▶ _Passage given_:
What I always took on long hauls like that was a back brace. I did have a lower back rest, too. But the long hours of sitting it was very nice to have. Stretch at your fuel stops, get off, move around and get the blood flowing in the legs and stuff. After a couple solid hours of riding you might want to. But I haven't had a long trip on my RM yet. Still breaking it in and then I want to go up to the NE from PA up the 95 or some similar route maybe early fall.

Tools are good too, never know what could happen. Still learning what the common and good to have tools are. Lots of hex head bolts of metric sizes. Let us know how it goes! I am looking forward to my first long ride on this mobile couch!
 

·
Founding member / Distinguished
Joined
·
3,797 Posts
Its all interstate. Kansas to Chicago. My cousin is opening a wine shop in Chicago and the grand opening is July 10th through the 12th. I considered 8 hours long since we have only done trips that were about 2 hours away.
Do yourself a favor. Take 36 across Missouri, avoid I 70. Too many trucks and traffic. HWY 36 is four lane, much less traffic and a lot more enjoyable. Ends up by Hannibal where you can cut back to interstate and work your way back to Chicago. Ask me how I know. Dean
 

·
Registered
Joined
·
641 Posts
I remember going that way up to St. Jo and then over on 36. Was a nice ride on that highway through MO on one of my Toronto trips. Good recommendation on that one!
 

·
Registered
Joined
·
237 Posts
I don't how much riding you have done but you use different muscles when riding and a one time long ride can make you very sore. So build your body up with 4 or 6 hour rides. After the winter and not riding for 5 month or so, a one hour ride and I will be sore here and there. Especially as we get older I think building the body up is more important.
 

·
Registered
Joined
·
285 Posts
If you have not been riding regularly take a few rides as often as possible before your trip to get your body conditioned. Even a few short 30 minutes rides a few day before will help. I take Advil with me and be sure to keep hydrated.
 

·
Rider
Joined
·
1,156 Posts
I would say leave an extra hour early, and take a few 10 minute breaks. I'm usually good for about 2 hours, then stop for a stretch of the legs and back. Next hour or so, stop for gas. I never let my gas go down below 1/4 tank. If you have to push the time and have a sore butt or back, it takes the enjoyment out of the trip.

▶ _Required work_:
Transcribe the forum thread about long motorcycle rides word for word, from "What I always" up to and including "maybe early fall.".

▶ _Records supplied_:
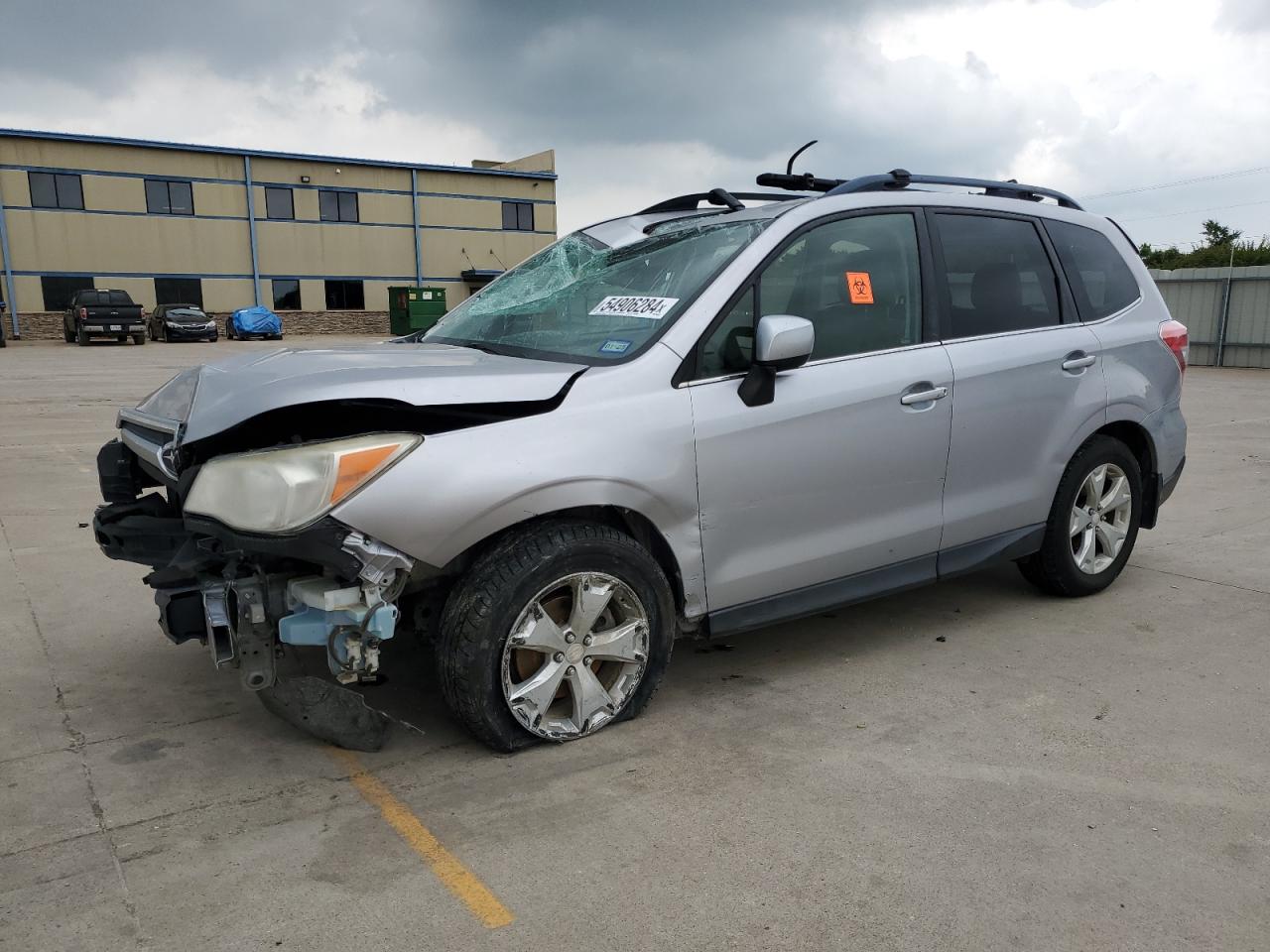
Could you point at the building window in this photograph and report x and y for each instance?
(169, 197)
(344, 296)
(517, 216)
(180, 291)
(286, 294)
(336, 206)
(278, 204)
(55, 190)
(60, 291)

▶ _Reply_:
What I always took on long hauls like that was a back brace. I did have a lower back rest, too. But the long hours of sitting it was very nice to have. Stretch at your fuel stops, get off, move around and get the blood flowing in the legs and stuff. After a couple solid hours of riding you might want to. But I haven't had a long trip on my RM yet. Still breaking it in and then I want to go up to the NE from PA up the 95 or some similar route maybe early fall.